Rewrite every line of the records below as a JSON array of strings, one string per line, and omit any blank lines.

----

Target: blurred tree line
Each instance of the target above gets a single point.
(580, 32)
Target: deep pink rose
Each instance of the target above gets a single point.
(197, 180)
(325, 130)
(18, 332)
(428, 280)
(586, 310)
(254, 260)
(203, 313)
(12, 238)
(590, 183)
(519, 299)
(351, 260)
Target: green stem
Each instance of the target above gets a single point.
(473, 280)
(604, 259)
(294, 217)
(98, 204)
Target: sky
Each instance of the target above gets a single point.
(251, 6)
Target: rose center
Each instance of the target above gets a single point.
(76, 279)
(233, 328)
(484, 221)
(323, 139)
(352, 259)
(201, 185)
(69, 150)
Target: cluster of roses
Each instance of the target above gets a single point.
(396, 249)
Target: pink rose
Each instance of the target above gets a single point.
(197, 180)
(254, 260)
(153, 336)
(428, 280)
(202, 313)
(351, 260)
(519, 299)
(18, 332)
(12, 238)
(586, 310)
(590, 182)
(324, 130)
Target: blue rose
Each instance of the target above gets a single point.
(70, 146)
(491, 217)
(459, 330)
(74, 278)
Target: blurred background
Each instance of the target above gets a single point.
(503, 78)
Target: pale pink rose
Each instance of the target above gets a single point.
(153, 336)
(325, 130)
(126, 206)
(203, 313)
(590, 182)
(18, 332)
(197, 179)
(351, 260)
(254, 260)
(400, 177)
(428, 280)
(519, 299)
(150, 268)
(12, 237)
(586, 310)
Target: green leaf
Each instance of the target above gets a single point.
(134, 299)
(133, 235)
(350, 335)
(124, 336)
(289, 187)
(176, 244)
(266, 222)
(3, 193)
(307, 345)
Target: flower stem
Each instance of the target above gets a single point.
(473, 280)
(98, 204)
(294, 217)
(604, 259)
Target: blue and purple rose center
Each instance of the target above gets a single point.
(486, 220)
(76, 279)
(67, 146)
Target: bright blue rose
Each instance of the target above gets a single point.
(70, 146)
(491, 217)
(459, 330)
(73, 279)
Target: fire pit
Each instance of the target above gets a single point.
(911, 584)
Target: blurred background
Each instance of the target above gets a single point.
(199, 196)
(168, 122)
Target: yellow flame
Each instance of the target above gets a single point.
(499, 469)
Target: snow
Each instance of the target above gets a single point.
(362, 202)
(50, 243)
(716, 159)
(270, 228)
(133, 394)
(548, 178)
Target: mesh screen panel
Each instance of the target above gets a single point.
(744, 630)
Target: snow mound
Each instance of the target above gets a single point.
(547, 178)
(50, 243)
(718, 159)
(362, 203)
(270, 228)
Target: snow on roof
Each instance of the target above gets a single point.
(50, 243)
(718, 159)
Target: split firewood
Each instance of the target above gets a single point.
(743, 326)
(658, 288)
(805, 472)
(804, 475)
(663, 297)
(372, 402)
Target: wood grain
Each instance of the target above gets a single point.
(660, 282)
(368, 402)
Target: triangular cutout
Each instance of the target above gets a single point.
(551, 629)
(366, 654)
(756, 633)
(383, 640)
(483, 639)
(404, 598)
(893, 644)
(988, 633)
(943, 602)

----

* [Complete response]
[
  "Target: blurred tree line",
  "Each instance of the target above gets a single point.",
  "(580, 32)",
  "Target: deep pink rose",
  "Each instance of the target above gets a single point.",
  "(197, 180)",
  "(325, 130)",
  "(18, 332)",
  "(428, 280)",
  "(586, 310)",
  "(254, 260)",
  "(203, 313)",
  "(12, 238)",
  "(590, 183)",
  "(519, 299)",
  "(351, 260)",
  "Target: green stem",
  "Each instance of the target above gets a single point.",
  "(473, 280)",
  "(604, 259)",
  "(294, 217)",
  "(98, 204)",
  "Target: sky",
  "Each instance of the target above gets a single point.",
  "(251, 6)",
  "Target: rose center",
  "Each instance of the target above gets a single point.",
  "(76, 279)",
  "(233, 328)",
  "(484, 221)",
  "(323, 139)",
  "(352, 259)",
  "(201, 185)",
  "(69, 150)",
  "Target: cluster of roses",
  "Each instance of the target above gets a single point.",
  "(396, 249)",
  "Target: pink rose",
  "Each instance of the target above gets a single point.",
  "(197, 180)",
  "(254, 260)",
  "(153, 336)",
  "(428, 280)",
  "(202, 313)",
  "(351, 260)",
  "(519, 299)",
  "(18, 332)",
  "(12, 238)",
  "(586, 310)",
  "(590, 182)",
  "(324, 130)",
  "Target: blue rose",
  "Each instance of the target above gets a single point.",
  "(70, 146)",
  "(491, 217)",
  "(459, 330)",
  "(74, 278)",
  "Target: blurred background",
  "Each instance of the target above gets a single point.",
  "(503, 78)",
  "Target: pale pink rose",
  "Each instance of the target above gets a single point.",
  "(153, 336)",
  "(325, 130)",
  "(126, 206)",
  "(203, 313)",
  "(590, 182)",
  "(18, 332)",
  "(197, 179)",
  "(351, 260)",
  "(254, 260)",
  "(400, 177)",
  "(428, 280)",
  "(519, 299)",
  "(150, 268)",
  "(12, 237)",
  "(586, 310)",
  "Target: green leaf",
  "Each instance of the target above gets a single point.",
  "(134, 299)",
  "(133, 235)",
  "(350, 335)",
  "(124, 336)",
  "(289, 187)",
  "(176, 244)",
  "(266, 222)",
  "(3, 193)",
  "(307, 345)",
  "Target: flower stem",
  "Each instance of the target above gets a single point.",
  "(473, 280)",
  "(98, 204)",
  "(294, 217)",
  "(604, 259)",
  "Target: blue and purple rose center",
  "Each instance of the target above gets a single point.",
  "(486, 220)",
  "(76, 279)",
  "(67, 146)",
  "Target: bright blue rose",
  "Each instance of the target above gets a single point.",
  "(70, 146)",
  "(491, 217)",
  "(459, 330)",
  "(73, 279)",
  "Target: fire pit",
  "Each instance of the target above gets a single point.",
  "(911, 584)",
  "Target: blurred background",
  "Each instance of the target above gets a single point.",
  "(199, 196)",
  "(168, 122)",
  "Target: yellow flame",
  "Each instance of the target above gets a single point.",
  "(499, 469)",
  "Target: snow",
  "Each instance of the target above gets a single point.",
  "(362, 202)",
  "(50, 243)",
  "(716, 159)",
  "(270, 228)",
  "(133, 394)",
  "(548, 178)",
  "Target: mesh screen panel",
  "Each instance of the target above gets a single point.",
  "(744, 630)",
  "Target: snow mound",
  "Each instance of the target above gets a single point.",
  "(547, 178)",
  "(50, 243)",
  "(718, 159)",
  "(362, 203)",
  "(270, 228)",
  "Target: snow on roof",
  "Each instance of the target above gets a single point.",
  "(50, 243)",
  "(718, 159)",
  "Target: split firewood",
  "Each instance of the target above gets a single point.",
  "(743, 326)",
  "(658, 288)",
  "(805, 472)",
  "(804, 475)",
  "(663, 297)",
  "(372, 402)",
  "Target: wood grain",
  "Each instance of the target above gets a single point.",
  "(660, 282)",
  "(368, 402)",
  "Target: triangular cutout",
  "Each instance of the target above gets a single point.",
  "(551, 629)",
  "(366, 654)",
  "(756, 633)",
  "(383, 640)",
  "(483, 639)",
  "(404, 598)",
  "(893, 644)",
  "(988, 633)",
  "(943, 602)"
]